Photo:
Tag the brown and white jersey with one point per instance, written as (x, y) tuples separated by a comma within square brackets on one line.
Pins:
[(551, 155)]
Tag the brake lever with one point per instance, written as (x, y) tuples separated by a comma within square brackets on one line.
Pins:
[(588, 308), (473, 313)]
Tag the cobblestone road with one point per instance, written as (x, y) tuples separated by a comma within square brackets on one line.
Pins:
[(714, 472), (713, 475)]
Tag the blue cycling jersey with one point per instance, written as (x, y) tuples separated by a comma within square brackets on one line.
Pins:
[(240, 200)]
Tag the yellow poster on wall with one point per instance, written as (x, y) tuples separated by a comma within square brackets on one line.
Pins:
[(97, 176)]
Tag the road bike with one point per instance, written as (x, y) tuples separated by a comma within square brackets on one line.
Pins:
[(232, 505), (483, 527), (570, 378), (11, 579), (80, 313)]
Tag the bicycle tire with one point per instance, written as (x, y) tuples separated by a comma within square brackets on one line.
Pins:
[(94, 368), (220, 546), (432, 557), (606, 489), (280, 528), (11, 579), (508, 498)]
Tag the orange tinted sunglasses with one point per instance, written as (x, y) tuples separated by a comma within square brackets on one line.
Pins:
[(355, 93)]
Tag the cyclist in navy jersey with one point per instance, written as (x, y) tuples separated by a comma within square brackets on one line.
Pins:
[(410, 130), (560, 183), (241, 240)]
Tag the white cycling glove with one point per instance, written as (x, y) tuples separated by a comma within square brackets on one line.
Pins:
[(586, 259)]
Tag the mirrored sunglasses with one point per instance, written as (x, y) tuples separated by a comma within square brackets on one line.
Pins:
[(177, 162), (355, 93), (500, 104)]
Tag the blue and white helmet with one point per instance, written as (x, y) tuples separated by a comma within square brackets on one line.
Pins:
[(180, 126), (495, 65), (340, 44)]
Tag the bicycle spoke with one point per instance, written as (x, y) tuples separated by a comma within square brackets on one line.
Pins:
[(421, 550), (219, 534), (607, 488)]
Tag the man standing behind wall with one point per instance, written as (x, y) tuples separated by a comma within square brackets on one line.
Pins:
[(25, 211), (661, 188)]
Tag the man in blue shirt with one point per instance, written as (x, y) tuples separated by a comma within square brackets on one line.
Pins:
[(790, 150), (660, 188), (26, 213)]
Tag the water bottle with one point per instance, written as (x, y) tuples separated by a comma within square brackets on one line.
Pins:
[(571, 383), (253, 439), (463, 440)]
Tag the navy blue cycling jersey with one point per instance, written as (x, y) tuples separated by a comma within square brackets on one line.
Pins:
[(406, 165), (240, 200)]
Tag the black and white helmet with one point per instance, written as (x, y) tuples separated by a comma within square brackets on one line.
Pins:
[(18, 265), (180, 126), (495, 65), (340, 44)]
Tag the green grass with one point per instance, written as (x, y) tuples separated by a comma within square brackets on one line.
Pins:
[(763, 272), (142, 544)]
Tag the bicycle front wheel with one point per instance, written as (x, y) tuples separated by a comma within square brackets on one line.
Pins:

☆ ☆ ☆

- **Assignment**
Your task is to reproduce the entire listing exactly as it appears.

- **Result of the exercise**
Photo:
Tag the brown and white jersey with one point per instance, written as (x, y) tuples separated by a comma within square brackets on one line.
Pins:
[(551, 155)]
Tag the brake lever with one point per instance, written as (x, y) tuples separated by a comma within square brackets on one line.
Pins:
[(588, 308), (473, 313)]
Tag the cobblestone road with one point per instance, written as (x, y) tuples separated by a comma within square brackets on one line.
Pins:
[(714, 472), (713, 475)]
Tag the blue cycling jersey with one point per instance, written as (x, y) tuples separated by a comma within square brackets on one line.
Pins:
[(240, 200)]
Tag the yellow poster on wall with one point per instance, written as (x, y) tuples separated by a comma within square brackets on one line.
Pins:
[(97, 176)]
Tag the road bike with one point per instance, written as (x, y) tuples separated by a comma within square brackets on one line.
Pins:
[(232, 505), (483, 527), (570, 378), (11, 579), (80, 313)]
Tag the bicycle tire with one point per instance, written as (x, y) tuples separated by a comma within square brackets on one line.
Pins:
[(94, 368), (220, 546), (432, 557), (606, 489), (280, 528), (11, 579), (508, 498)]
Tag the orange tinted sunglasses with one point per instance, written as (x, y) tuples separated by a comma within square brackets on one line.
Pins:
[(355, 93)]
Tag the cyclist in navy jersey with one point per instance, written as (x, y) tuples separated by a comma within square brackets on one line.
Pins:
[(410, 130), (560, 183), (241, 240)]
Tag the white cycling glove with one point per instance, written as (x, y) tuples separated by a comma within square brackets on one line.
Pins:
[(586, 259)]
Tag the mirrored sunglasses with one point per instance, written as (x, y) tuples separated by a comma within square brackets on one line.
Pins:
[(177, 162), (355, 93), (500, 104)]
Tag the blue and white helmet with one point per instance, written as (x, y) tuples separated by a comma within square brackets on one line.
Pins:
[(180, 126), (495, 65), (340, 44)]
Tag the bicycle spoke with one point per instance, written as (x, y) tuples separated by a comma within square brackets on one line.
Pins:
[(421, 550), (219, 534), (607, 488)]
Tag the man standing behind wall with one point per instance, written as (x, y) tuples separated by a comma within square brackets on one line.
Pins:
[(25, 211), (661, 188)]
Tag the man in blue shirt with one point per instance, written as (x, y) tuples separated by a comma within square brackets on one line.
Pins:
[(790, 150), (660, 188), (26, 213)]
Tag the water bottle with one point per instance, written as (x, y) tuples separated by a comma within square brackets on one line.
Pins:
[(571, 383), (253, 439), (463, 440)]
Tag the navy blue cycling jersey with one point per instance, written as (x, y) tuples separated by a comma within square brackets on one line.
Pins:
[(406, 165), (240, 200)]
Tag the black and white helmet with one point per instance, written as (x, y) tuples separated by a comma within square brackets on one line.
Pins:
[(18, 265), (180, 126), (495, 65), (340, 44)]
Tag the green grass with one point per instance, written as (x, y) tuples separated by a comma within square brackets on one line.
Pins:
[(763, 272), (142, 544)]
Tag the bicycle front wheel with one point per instance, written as (x, y) tuples separated by a comma within square brackets on one line.
Pins:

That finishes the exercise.